Selected extract >>

....................

Security, resilience and sustainability

Our urban infrastructure, and increasingly our social fabric, rely on the integration of both the cyber world (with its communication networks and computational nodes) and the physical world with sensors, machines and people. It is essential to be able to understand the interdependencies between physical, cyber, geographical, financial and other networks, and to design feedback loops that allow communities to be resilient in the face of natural disasters and emergencies, while also being robust to cyber and physical attacks. In addition, we must address questions of privacy and security that will require close collaborations between engineers, legal scholars and policy-makers. Penn Engineering will build on our unique ability to nurture and sustain cross-disciplinary interactions across schools to make investments that build toward a secure, sustainable and resilient urban infrastructure and improve our understanding of social and behavioral relationships in today’s society.

Education

The Penn Engineering undergraduate educational experience has as its core mission the creation of a cohort of students who can think critically, solve problems, and innovate in the 21st century global environment. We will enhance undergraduate education by reimagining the freshman experience, using technology to teach efficiently, actively and effectively and engaging students in research that is both “useful and ornamental.” We will create opportunities for local and global service learning. We will also introduce customized summer courses to support students with wide-ranging backgrounds and diverse interests.

We will teach through a combination of active learning, laboratory training, online learning and evaluation. Penn Engineering will become a technology hub for Penn students to take courses in data science and computation; nanotechnology; engineering and human health; energy science and technology; and security, resilience and sustainability. These five educational areas parallel the priorities for research investment and provide opportunities for all six academic departments.

....................

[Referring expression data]
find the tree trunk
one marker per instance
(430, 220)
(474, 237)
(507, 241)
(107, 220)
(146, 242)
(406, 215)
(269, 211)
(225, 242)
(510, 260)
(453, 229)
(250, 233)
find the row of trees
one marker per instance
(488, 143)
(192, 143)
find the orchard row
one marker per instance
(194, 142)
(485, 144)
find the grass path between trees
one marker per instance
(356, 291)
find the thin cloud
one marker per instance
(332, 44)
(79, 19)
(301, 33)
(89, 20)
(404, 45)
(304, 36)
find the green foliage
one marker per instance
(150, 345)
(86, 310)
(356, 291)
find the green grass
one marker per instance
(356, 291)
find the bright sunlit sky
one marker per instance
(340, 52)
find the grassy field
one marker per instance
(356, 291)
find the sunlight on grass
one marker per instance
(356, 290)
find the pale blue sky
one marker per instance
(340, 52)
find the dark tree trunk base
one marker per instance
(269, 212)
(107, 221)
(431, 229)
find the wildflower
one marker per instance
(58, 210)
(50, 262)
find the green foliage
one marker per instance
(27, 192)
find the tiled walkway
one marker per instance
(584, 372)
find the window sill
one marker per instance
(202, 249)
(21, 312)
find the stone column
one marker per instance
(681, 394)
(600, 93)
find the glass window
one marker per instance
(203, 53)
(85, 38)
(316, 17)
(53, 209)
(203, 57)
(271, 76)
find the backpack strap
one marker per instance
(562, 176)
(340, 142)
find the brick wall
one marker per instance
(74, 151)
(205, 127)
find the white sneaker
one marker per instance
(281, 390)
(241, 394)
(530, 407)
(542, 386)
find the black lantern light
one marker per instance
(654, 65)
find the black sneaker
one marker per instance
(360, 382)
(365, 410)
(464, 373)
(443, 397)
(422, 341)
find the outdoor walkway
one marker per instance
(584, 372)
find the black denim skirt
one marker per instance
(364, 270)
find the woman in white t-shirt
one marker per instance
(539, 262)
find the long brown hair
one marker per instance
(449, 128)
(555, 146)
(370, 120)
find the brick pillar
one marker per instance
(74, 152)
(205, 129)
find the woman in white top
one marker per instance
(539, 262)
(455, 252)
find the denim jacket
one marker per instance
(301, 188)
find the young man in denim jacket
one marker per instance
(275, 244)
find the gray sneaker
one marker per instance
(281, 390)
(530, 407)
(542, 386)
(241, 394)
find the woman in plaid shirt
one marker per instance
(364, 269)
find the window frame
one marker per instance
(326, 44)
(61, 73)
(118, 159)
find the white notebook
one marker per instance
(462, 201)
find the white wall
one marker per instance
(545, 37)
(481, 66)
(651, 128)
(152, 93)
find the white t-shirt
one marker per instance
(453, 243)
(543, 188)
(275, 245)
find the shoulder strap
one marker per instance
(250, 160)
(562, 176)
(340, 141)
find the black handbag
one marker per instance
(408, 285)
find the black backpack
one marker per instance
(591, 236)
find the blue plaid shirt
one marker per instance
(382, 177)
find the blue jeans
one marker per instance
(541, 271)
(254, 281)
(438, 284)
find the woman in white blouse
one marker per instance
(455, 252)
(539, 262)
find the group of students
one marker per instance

....................

Assignment 1 >> Based on the text about Penn Engineering, answer yes or no to each statement and quote the words from the text that decide it: (a) Penn Engineering plans to introduce customized summer courses. (b) Penn Engineering has five academic departments. (c) Engineers alone will address questions of privacy and security.
Assignment 2 >> List the educational areas in which the text about Penn Engineering says students will be able to take courses.
The data has no connection to the text about Penn Engineering.

Answer space 1 >>
(a) Yes: "We will also introduce customized summer courses to support students with wide-ranging backgrounds and diverse interests."
(b) No: "provide opportunities for all six academic departments."
(c) No: "we must address questions of privacy and security that will require close collaborations between engineers, legal scholars and policy-makers."

Answer space 2 >>
1. Data science and computation
2. Nanotechnology
3. Engineering and human health
4. Energy science and technology
5. Security, resilience and sustainability